-- BEGIN --

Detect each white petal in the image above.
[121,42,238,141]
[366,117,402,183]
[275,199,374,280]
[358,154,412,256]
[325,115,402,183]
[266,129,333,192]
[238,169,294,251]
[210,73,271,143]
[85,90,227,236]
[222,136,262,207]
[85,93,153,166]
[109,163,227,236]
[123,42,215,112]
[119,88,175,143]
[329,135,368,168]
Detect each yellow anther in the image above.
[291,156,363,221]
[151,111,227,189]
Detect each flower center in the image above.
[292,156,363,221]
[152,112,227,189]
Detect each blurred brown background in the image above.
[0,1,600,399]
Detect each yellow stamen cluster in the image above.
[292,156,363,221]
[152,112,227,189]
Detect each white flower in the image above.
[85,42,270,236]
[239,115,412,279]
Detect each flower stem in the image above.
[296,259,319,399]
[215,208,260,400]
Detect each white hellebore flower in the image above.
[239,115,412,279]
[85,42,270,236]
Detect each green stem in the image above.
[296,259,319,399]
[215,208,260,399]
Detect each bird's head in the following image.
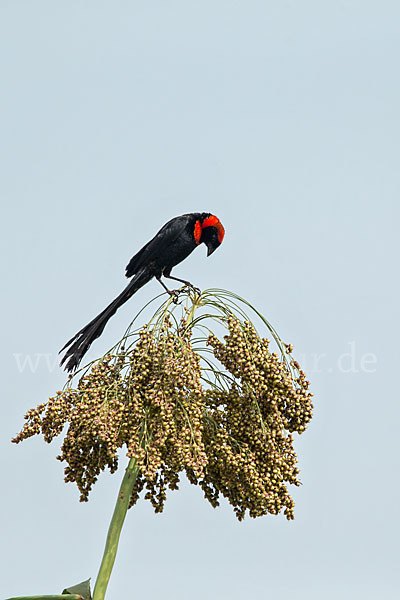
[194,213,225,256]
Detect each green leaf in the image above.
[62,578,92,600]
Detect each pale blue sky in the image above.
[0,0,400,600]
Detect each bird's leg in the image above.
[164,273,201,296]
[156,277,179,304]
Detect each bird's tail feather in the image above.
[60,269,153,372]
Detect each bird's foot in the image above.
[168,290,181,304]
[188,284,201,296]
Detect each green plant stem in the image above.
[93,458,139,600]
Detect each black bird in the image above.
[60,213,225,371]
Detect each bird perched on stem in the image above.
[60,213,225,371]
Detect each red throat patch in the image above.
[203,215,225,244]
[193,221,201,245]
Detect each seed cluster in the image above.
[13,314,312,519]
[200,315,312,520]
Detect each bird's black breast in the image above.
[126,213,201,277]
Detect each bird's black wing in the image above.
[125,213,193,277]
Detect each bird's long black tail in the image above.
[60,269,153,371]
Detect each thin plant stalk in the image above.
[93,458,139,600]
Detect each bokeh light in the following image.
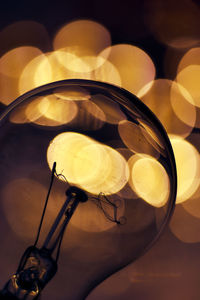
[53,20,111,57]
[176,65,200,107]
[128,154,169,207]
[47,132,129,195]
[141,79,196,137]
[170,136,200,203]
[100,44,155,95]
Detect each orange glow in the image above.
[118,121,160,157]
[128,154,169,207]
[92,94,126,124]
[182,196,200,218]
[177,47,200,73]
[53,20,111,57]
[170,81,196,128]
[0,47,42,78]
[70,196,125,232]
[170,137,200,203]
[19,54,52,94]
[141,79,196,137]
[170,204,200,243]
[176,65,200,107]
[47,132,129,195]
[145,0,200,48]
[50,49,94,74]
[100,44,155,95]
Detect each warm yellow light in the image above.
[19,54,52,94]
[53,20,111,57]
[177,47,200,73]
[171,81,196,128]
[176,65,200,107]
[141,79,196,137]
[100,44,155,94]
[170,137,200,203]
[128,154,170,207]
[47,132,129,195]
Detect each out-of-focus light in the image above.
[182,194,200,218]
[145,0,200,48]
[118,120,160,158]
[176,65,200,107]
[177,47,200,73]
[53,20,111,57]
[169,204,200,243]
[170,81,196,128]
[19,54,52,94]
[128,154,169,207]
[141,79,196,137]
[47,132,129,195]
[0,46,42,78]
[170,136,200,203]
[100,44,155,95]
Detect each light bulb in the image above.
[0,79,176,300]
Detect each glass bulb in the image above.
[0,79,176,300]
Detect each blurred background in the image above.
[0,0,200,300]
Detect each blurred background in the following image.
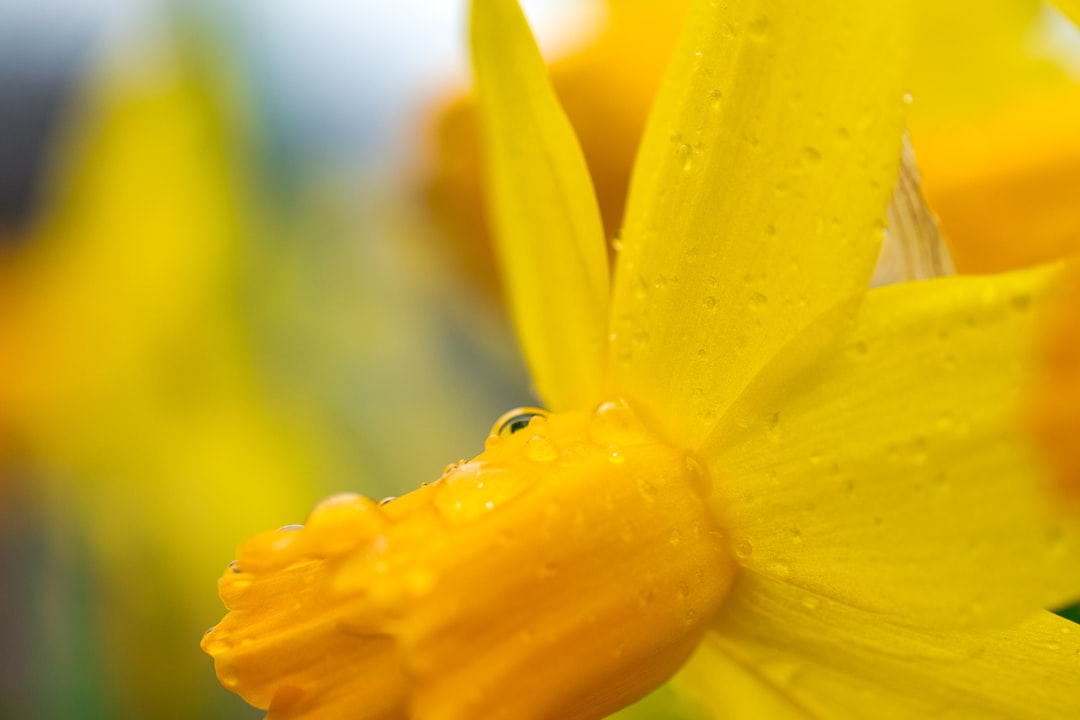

-- END --

◆ Instructions to follow
Rewrite all of the records above, swapping "Detect" for "Locate" wherever it occurs and changing nothing else. Leave the pictures out.

◆ Response to this exercise
Locate each white petal in the image above.
[121,42,238,141]
[366,117,402,183]
[275,199,374,280]
[358,154,412,256]
[325,115,402,183]
[266,129,333,192]
[238,169,294,251]
[210,73,271,143]
[85,90,227,236]
[222,136,262,207]
[85,93,153,166]
[109,163,227,236]
[123,42,215,112]
[119,88,175,143]
[329,135,368,168]
Locate each yellow anther in the image above.
[291,156,363,221]
[151,111,227,189]
Locate each flower center in the image above.
[292,156,363,221]
[152,112,227,189]
Locate each blurred brown background in the image above.
[0,1,600,399]
Locate each yellow stamen cluster in the image above.
[292,156,363,221]
[152,112,227,189]
Locate each white flower in the image above.
[85,42,270,236]
[239,115,412,279]
Locate each flower stem in the image above.
[296,259,319,399]
[215,208,260,400]
Locate each white hellebore flower in the image above.
[239,115,412,279]
[85,42,270,236]
Locate each green stem in the image above.
[296,259,319,399]
[215,208,260,399]
Locate each bird's head in the following image.
[194,213,225,256]
Locate each green leaf in the image above.
[62,578,92,600]
Locate each pale blue sky in the image above.
[0,0,400,600]
Locate each bird's leg in the image above.
[164,273,201,296]
[156,277,179,304]
Locate each bird's tail feather in the image above.
[60,269,153,372]
Locate each bird's foot in the image above.
[168,290,181,304]
[188,284,201,296]
Locate each green plant stem in the image above.
[93,458,139,600]
Locate each black bird in the image above.
[60,213,225,371]
Locate each bird perched on stem in the image above.
[60,213,225,371]
Locate each red throat patch in the image above.
[203,215,225,244]
[193,221,201,245]
Locate each seed cluster in the image above.
[13,314,312,519]
[200,315,312,520]
Locate each bird's black breast in the image above.
[126,213,201,277]
Locate each bird's black wing in the image above.
[125,213,193,277]
Locate each bird's long black tail in the image above.
[60,269,153,371]
Locate each thin plant stalk in the image above.
[93,458,139,600]
Locate each bokeh light in the following image.
[53,20,111,57]
[176,65,200,107]
[128,154,169,207]
[47,132,129,195]
[141,79,196,137]
[170,136,200,203]
[100,44,155,95]
Locate each orange glow in the image above.
[118,121,160,157]
[128,154,169,207]
[92,94,126,124]
[182,196,200,218]
[177,47,200,73]
[53,20,111,57]
[170,81,196,128]
[0,47,42,78]
[70,196,125,232]
[170,137,200,203]
[19,54,52,94]
[141,79,196,137]
[170,204,200,243]
[176,65,200,107]
[47,132,129,195]
[145,0,200,48]
[50,49,94,74]
[100,44,155,95]
Locate each warm yellow light in the image above.
[19,54,52,94]
[53,20,111,57]
[177,47,200,73]
[171,81,196,128]
[176,65,200,107]
[141,79,196,137]
[100,44,155,94]
[170,137,200,203]
[128,154,170,207]
[47,132,129,195]
Locate each out-of-focus light in the image above.
[182,194,200,218]
[145,0,200,48]
[118,120,160,158]
[176,65,200,107]
[177,47,200,73]
[53,20,111,57]
[169,204,200,243]
[170,81,196,128]
[19,54,52,94]
[128,154,169,207]
[141,79,196,137]
[47,132,129,195]
[0,46,42,78]
[170,136,200,203]
[100,44,155,95]
Locate each light bulb in the image above.
[0,79,176,300]
Locate each glass bulb in the image above.
[0,79,176,300]
Locate each blurred background in the image above.
[0,0,200,300]
Locate each blurred background in the following image.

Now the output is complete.